[Collected data]
....

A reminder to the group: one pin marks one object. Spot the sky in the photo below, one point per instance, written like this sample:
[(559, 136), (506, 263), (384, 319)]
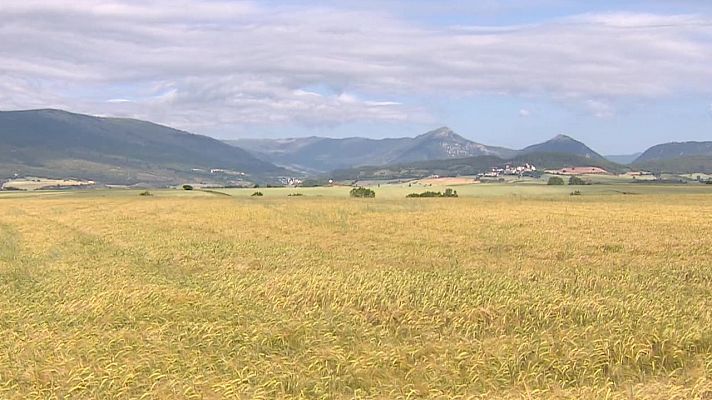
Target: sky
[(618, 75)]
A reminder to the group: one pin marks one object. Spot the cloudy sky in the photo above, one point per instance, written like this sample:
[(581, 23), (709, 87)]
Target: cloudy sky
[(619, 75)]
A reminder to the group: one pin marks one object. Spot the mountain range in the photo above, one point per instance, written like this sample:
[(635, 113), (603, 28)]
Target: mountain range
[(315, 154), (53, 143), (319, 154), (60, 144)]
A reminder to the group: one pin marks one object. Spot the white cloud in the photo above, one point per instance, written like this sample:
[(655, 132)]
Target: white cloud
[(599, 109), (223, 63)]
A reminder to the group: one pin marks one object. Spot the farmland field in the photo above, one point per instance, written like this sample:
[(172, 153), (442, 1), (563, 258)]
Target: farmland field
[(505, 292)]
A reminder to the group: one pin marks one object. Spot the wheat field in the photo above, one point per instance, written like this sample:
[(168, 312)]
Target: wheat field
[(208, 297)]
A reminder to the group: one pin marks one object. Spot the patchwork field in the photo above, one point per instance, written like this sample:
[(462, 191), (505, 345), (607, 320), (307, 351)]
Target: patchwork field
[(525, 293)]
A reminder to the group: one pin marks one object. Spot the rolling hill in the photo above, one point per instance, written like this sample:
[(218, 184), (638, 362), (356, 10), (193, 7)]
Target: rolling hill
[(59, 144), (317, 154), (623, 158), (563, 144), (675, 150), (677, 157), (472, 166)]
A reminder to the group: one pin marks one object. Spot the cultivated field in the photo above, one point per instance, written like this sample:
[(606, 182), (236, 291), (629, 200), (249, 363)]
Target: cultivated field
[(519, 293)]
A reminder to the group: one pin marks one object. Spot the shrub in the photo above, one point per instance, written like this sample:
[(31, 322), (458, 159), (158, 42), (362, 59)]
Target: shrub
[(555, 181), (448, 193), (576, 181), (362, 192)]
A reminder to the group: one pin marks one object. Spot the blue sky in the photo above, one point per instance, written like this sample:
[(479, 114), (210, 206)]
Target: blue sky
[(618, 75)]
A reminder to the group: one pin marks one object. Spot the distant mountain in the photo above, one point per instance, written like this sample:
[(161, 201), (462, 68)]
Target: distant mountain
[(674, 150), (444, 144), (472, 166), (565, 145), (317, 154), (53, 143), (680, 165), (623, 158)]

....

Rewrite every line from the one containing "Spot the mountain" down to the one containing "[(505, 292)]", requests included, scaling each coordinate in the answers by 2.1 and rounding to whole numbers with halves rounded up. Leave the requests and their sample coordinates unchanged.

A reminder to the group: one pin marks one object. Spot the mountain range in the photo above, one point per instance, written like this sample:
[(635, 113), (603, 28)]
Target: mountain range
[(662, 323), (111, 300), (670, 323), (126, 302)]
A reminder to the group: one pin marks one object. Spot the white cloud in the photo above, one point per instance, written like this sample:
[(655, 132)]
Target: white cloud
[(1258, 229), (468, 132)]
A reminder to the group: one pin marks one object. Spot the farmland field in the photo above, one point per instance, written like this sample:
[(172, 153), (442, 1), (563, 258)]
Target: farmland field
[(1061, 613)]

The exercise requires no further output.